- Exercise task -
Will you write out all the entries below exactly?

- Exercise material -
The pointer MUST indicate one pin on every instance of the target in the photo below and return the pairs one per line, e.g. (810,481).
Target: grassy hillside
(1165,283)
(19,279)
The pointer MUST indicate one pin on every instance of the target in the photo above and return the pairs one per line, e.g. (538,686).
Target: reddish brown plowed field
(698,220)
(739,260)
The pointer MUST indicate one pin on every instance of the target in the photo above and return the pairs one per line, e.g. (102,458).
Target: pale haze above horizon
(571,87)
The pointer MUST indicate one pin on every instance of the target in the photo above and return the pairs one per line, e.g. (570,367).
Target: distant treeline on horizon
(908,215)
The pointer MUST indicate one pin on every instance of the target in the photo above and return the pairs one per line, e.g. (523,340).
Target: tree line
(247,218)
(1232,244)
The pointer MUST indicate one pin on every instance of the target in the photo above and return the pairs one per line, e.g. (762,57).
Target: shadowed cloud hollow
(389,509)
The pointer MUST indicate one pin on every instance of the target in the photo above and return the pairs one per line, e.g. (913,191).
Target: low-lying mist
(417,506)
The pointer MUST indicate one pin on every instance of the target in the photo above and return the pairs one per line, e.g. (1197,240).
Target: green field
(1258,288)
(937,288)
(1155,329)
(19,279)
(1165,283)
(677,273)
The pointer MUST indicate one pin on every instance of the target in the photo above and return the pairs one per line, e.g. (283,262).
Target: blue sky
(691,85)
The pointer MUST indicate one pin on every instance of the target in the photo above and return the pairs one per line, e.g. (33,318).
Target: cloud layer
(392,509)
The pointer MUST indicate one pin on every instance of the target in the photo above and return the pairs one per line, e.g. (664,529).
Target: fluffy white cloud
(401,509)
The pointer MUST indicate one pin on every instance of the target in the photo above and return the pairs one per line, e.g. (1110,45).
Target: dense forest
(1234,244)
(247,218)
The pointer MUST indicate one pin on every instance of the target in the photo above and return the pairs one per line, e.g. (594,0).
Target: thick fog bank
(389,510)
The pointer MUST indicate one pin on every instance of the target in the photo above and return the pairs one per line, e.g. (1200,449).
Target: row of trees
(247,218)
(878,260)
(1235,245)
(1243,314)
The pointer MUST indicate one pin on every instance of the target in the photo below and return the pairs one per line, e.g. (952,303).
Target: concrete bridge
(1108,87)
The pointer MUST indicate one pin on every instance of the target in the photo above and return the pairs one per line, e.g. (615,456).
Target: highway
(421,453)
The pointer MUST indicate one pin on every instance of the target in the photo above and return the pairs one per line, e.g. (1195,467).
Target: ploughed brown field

- The reply -
The pointer MUST indicate one pin on every instance of the target in the photo below and return the pairs one per line, e.g. (810,481).
Target: grassy hillside
(1165,283)
(19,279)
The pointer MUST indicate one pin on every instance of the target in the photo above and return the pairs one per line, e.g. (538,686).
Target: reddish brown plowed field
(698,220)
(739,260)
The pointer MUST indicate one pin on every instance of the target in the photo above and return the pairs one per line, e.g. (102,458).
Target: pale haze above horizon
(571,87)
The pointer MUST indicate one pin on every instance of the target in the photo above and return the pairs one per line, e.g. (570,367).
Target: distant treeline on horizon
(908,215)
The pointer MUST indicate one pin on every instance of the target in the photo above and return the pairs one per line, e.g. (523,340).
Target: tree line
(247,218)
(1232,244)
The pointer MUST indicate one pin on every instance of the target in the photo above and return the pairs one per line, e.g. (762,57).
Target: shadowed cloud hollow
(389,509)
The pointer MUST indicate one pin on every instance of the target in the photo above and return the pairs one per line, e.g. (913,191).
Target: low-lying mist
(417,506)
The pointer MUST indicate one pin on every instance of the target in the photo above and return the pairs one per line, e.g. (1197,240).
Target: green field
(1258,288)
(937,288)
(1155,329)
(19,279)
(1165,283)
(677,273)
The pointer MUST indicate one pin on every instance of the target in the photo above and return the pairs one per line, e.g. (283,262).
Target: blue sky
(691,85)
The pointer MUST indicate one pin on every instance of the target in the photo above and return the pairs one per line, e.g. (33,318).
Target: cloud layer
(392,509)
The pointer MUST indicate one pin on every instance of the target in the photo above and return the pairs one per line, e.g. (664,529).
Target: fluffy white cloud
(401,509)
The pointer MUST indicate one pin on every instance of the target in the photo above and return the pairs one per line, e.g. (1110,45).
Target: dense forest
(1234,244)
(247,218)
The pointer MUST indicate one pin on every instance of the target in the photo above and return the pairs one per line, e.g. (594,0).
Target: thick fog bank
(389,510)
The pointer MUST indicate one pin on every instance of the target in the photo above and return the pairs one per line, e.g. (1200,449).
Target: row of trees
(247,218)
(878,260)
(1235,245)
(1243,314)
The pointer MUST indicate one pin on every instance of the target in the photo below and return the pairs one per line, e.g. (952,303).
Target: concrete bridge
(1108,87)
The pointer MUST indicate one pin on every instance of the target in the photo above and return the pairs one per line, e.g. (615,456).
Target: highway
(421,453)
The pointer MUST indicate one pin on every instance of the target in the photo above and return the pairs one per line, e.g. (1195,467).
Target: ploughed brown field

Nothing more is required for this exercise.